** START OF Data supplied **
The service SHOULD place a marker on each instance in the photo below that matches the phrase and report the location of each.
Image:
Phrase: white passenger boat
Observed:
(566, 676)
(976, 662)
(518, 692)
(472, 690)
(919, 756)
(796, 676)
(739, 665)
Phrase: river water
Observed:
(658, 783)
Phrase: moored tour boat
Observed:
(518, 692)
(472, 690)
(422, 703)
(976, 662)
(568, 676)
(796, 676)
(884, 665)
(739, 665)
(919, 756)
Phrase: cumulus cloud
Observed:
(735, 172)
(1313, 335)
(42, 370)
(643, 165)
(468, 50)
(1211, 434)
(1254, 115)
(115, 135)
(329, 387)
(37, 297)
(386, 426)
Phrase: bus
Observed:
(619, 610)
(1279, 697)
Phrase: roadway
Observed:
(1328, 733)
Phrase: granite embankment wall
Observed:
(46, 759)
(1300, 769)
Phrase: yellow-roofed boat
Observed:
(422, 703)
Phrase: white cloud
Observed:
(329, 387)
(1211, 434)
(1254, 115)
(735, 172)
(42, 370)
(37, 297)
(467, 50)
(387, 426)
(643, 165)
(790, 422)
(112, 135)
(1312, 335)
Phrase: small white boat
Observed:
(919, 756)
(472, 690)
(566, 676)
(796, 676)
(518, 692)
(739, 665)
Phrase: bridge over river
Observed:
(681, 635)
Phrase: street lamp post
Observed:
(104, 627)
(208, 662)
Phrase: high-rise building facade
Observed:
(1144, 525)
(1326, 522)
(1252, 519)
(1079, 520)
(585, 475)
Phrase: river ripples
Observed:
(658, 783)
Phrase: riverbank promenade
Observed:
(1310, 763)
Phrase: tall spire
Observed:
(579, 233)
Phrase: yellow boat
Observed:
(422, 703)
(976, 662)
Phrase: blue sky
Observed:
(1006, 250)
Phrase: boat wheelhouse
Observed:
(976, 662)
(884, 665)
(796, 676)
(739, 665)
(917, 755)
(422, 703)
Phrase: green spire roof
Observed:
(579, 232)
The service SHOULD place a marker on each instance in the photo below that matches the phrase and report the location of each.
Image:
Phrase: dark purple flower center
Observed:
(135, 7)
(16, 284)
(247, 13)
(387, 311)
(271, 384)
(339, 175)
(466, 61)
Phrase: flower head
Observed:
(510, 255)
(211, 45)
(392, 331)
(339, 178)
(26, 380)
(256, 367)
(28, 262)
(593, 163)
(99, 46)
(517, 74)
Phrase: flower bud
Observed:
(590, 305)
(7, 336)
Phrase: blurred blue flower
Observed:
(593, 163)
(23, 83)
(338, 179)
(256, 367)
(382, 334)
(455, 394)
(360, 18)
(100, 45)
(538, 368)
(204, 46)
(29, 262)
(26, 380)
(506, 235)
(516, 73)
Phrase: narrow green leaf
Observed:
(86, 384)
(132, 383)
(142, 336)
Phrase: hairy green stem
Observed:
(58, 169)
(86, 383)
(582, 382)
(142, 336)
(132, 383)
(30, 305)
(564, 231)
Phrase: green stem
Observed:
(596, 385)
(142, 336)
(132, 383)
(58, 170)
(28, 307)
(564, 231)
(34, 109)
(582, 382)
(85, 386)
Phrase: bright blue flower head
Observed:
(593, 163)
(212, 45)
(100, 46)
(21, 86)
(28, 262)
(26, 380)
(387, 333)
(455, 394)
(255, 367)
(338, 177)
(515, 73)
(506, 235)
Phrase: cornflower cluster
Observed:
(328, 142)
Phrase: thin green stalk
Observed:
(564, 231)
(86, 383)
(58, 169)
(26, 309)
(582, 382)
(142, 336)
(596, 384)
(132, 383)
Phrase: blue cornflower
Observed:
** END OF Data supplied **
● **Set task**
Copy the stretch of the listing from the line containing "Phrase: narrow green leaf" through the end of the listing, keeping every line unchanged.

● **Answer below**
Phrase: narrow green leaf
Observed:
(86, 384)
(132, 383)
(142, 336)
Phrase: hairy green stem
Observed:
(58, 169)
(86, 383)
(582, 382)
(142, 336)
(132, 383)
(30, 305)
(564, 231)
Phrase: green stem
Observed:
(596, 385)
(142, 336)
(132, 383)
(58, 170)
(28, 307)
(564, 231)
(34, 109)
(582, 382)
(85, 386)
Phrase: bright blue flower head
Observed:
(593, 163)
(212, 45)
(100, 46)
(21, 86)
(28, 262)
(26, 380)
(387, 333)
(455, 394)
(255, 367)
(338, 177)
(515, 73)
(506, 235)
Phrase: cornflower cluster
Observed:
(328, 142)
Phrase: thin green stalk
Observed:
(564, 231)
(86, 383)
(58, 169)
(26, 309)
(582, 382)
(142, 336)
(596, 384)
(132, 383)
Phrase: blue cornflower
Observed:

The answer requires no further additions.